■ Written exercise: Switch each "instance" to "occurrence" in the entries below and reproduce every line with no other change.

■ Supplied material:
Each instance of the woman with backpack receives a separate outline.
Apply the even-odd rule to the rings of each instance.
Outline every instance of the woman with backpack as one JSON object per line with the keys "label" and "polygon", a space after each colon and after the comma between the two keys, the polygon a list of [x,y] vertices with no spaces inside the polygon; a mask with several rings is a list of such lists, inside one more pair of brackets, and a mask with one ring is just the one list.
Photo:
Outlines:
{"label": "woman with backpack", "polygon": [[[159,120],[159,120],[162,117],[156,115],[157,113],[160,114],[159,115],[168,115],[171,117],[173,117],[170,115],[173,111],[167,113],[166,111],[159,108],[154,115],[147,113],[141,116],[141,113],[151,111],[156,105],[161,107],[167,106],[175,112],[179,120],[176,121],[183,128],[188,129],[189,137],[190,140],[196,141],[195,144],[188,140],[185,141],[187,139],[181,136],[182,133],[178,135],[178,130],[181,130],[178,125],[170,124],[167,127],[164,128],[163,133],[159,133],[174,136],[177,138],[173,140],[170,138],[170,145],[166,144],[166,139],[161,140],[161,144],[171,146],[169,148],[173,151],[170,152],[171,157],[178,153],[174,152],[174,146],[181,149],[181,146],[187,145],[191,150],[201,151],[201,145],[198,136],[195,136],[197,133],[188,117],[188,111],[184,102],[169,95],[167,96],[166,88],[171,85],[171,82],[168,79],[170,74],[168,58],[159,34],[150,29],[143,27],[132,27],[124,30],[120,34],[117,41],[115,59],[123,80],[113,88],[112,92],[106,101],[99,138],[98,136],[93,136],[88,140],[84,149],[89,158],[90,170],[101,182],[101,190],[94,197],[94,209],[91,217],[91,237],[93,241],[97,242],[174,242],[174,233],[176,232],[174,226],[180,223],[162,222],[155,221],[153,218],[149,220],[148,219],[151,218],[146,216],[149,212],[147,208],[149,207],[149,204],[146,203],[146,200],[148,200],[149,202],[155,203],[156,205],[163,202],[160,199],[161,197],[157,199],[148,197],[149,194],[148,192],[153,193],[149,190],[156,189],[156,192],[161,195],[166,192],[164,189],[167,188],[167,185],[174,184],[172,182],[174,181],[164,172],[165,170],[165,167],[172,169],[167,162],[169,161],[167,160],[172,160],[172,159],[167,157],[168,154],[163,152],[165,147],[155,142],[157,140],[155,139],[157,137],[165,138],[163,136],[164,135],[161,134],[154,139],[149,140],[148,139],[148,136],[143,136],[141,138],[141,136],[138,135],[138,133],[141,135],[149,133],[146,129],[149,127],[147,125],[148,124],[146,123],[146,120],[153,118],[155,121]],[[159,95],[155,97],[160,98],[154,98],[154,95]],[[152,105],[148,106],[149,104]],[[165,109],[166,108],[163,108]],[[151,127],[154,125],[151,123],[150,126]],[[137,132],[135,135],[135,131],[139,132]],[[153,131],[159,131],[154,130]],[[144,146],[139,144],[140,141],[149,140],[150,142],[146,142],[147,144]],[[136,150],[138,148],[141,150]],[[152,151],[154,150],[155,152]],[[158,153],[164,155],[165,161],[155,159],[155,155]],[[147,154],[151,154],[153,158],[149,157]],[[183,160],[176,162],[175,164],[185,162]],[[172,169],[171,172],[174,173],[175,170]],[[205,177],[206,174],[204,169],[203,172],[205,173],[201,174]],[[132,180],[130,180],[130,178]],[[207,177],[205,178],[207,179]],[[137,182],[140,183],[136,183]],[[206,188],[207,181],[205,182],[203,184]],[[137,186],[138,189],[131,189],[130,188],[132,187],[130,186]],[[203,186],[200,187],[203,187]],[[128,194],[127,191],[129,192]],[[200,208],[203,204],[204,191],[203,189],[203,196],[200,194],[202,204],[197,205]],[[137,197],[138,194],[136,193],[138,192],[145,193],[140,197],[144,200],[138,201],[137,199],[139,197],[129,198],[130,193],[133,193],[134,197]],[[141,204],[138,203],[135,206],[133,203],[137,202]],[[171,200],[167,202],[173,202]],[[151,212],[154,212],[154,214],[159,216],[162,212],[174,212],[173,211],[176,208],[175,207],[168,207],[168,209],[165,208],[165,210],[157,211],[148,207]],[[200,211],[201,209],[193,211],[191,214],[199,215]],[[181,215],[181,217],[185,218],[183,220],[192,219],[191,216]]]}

■ Expected answer:
Each occurrence of the woman with backpack receives a separate outline.
Apply the even-odd rule to the rings of each occurrence.
Outline every occurrence of the woman with backpack as one JSON object per line with the keys "label" and "polygon", a space after each colon and after the comma between the two keys, the polygon a list of [x,y] vertices with no spaces inside the polygon; a mask with several rings is a list of such lists, inside one more pair of brackets, and a mask with one ring is just the one list.
Photo:
Outlines:
{"label": "woman with backpack", "polygon": [[[159,120],[159,120],[162,117],[156,115],[157,113],[160,114],[159,115],[168,115],[171,117],[173,117],[170,115],[173,111],[167,113],[166,111],[159,108],[154,115],[147,113],[141,116],[141,113],[151,111],[156,105],[161,107],[167,106],[175,112],[179,120],[176,121],[183,128],[188,129],[189,137],[190,140],[196,141],[195,144],[188,140],[185,141],[187,139],[181,136],[182,133],[178,135],[178,130],[181,130],[178,125],[170,124],[167,127],[164,128],[163,133],[159,133],[174,136],[177,138],[173,140],[170,138],[170,145],[166,144],[166,139],[161,140],[161,144],[171,146],[169,148],[173,151],[170,152],[171,157],[178,153],[174,152],[174,146],[181,149],[181,146],[187,145],[191,150],[201,151],[201,145],[198,136],[195,136],[197,133],[188,117],[188,111],[184,102],[169,95],[167,96],[166,88],[171,85],[171,82],[168,79],[170,74],[168,58],[159,34],[150,29],[143,27],[132,27],[124,30],[120,34],[117,41],[115,59],[123,80],[113,88],[112,92],[106,101],[99,138],[98,136],[93,136],[88,140],[84,149],[89,158],[90,170],[101,182],[101,190],[94,197],[94,209],[91,217],[91,237],[93,241],[97,242],[174,242],[174,233],[176,232],[174,226],[180,223],[162,222],[155,221],[153,218],[149,220],[148,219],[151,218],[146,216],[149,212],[147,208],[149,207],[149,204],[146,203],[146,200],[148,200],[149,202],[155,203],[156,205],[163,202],[160,199],[161,197],[157,199],[148,197],[149,194],[148,192],[153,193],[149,190],[156,189],[156,192],[161,195],[166,192],[164,189],[167,188],[167,185],[174,184],[172,182],[174,181],[164,172],[165,170],[165,167],[172,169],[167,162],[169,161],[167,160],[172,160],[172,159],[167,157],[168,154],[163,152],[165,147],[155,142],[157,140],[155,139],[157,137],[165,138],[163,136],[164,135],[161,134],[154,139],[149,140],[148,139],[148,136],[143,136],[141,138],[141,136],[138,135],[138,133],[141,135],[149,133],[146,129],[149,127],[147,125],[148,124],[146,123],[146,120],[153,118],[155,121]],[[159,95],[155,97],[160,98],[154,98],[154,95]],[[152,105],[148,106],[149,104]],[[165,109],[166,108],[163,108]],[[151,127],[154,125],[151,123],[150,126]],[[137,132],[135,135],[135,131],[139,132]],[[153,131],[159,131],[154,130]],[[144,146],[139,144],[140,141],[149,140],[150,142],[146,142],[147,144]],[[136,150],[138,148],[141,150]],[[152,151],[154,150],[155,152]],[[158,153],[164,155],[165,161],[155,159],[155,155]],[[147,154],[151,154],[153,158],[149,157]],[[183,160],[176,162],[175,164],[185,162]],[[172,169],[171,172],[174,173],[175,170]],[[205,177],[206,174],[204,169],[203,172],[205,173],[201,174]],[[132,180],[130,180],[130,178]],[[207,177],[205,178],[207,179]],[[137,182],[140,183],[136,183]],[[206,188],[207,181],[205,182],[203,184]],[[137,186],[138,189],[131,189],[130,188],[132,187],[130,186]],[[203,186],[200,187],[203,187]],[[128,194],[127,191],[129,192]],[[200,208],[203,204],[204,191],[203,189],[203,196],[200,194],[202,204],[197,205]],[[137,197],[138,194],[136,193],[138,192],[145,193],[140,197],[144,200],[138,201],[137,199],[139,197],[129,198],[130,193],[133,193],[134,197]],[[141,204],[138,203],[135,206],[133,203],[137,202]],[[171,200],[167,202],[173,202]],[[151,212],[154,212],[154,214],[159,216],[162,212],[174,212],[173,211],[176,208],[175,207],[168,207],[168,209],[165,208],[165,210],[157,211],[148,207]],[[200,211],[201,209],[193,211],[191,214],[199,215]],[[181,215],[181,217],[185,218],[183,220],[192,219],[191,216]]]}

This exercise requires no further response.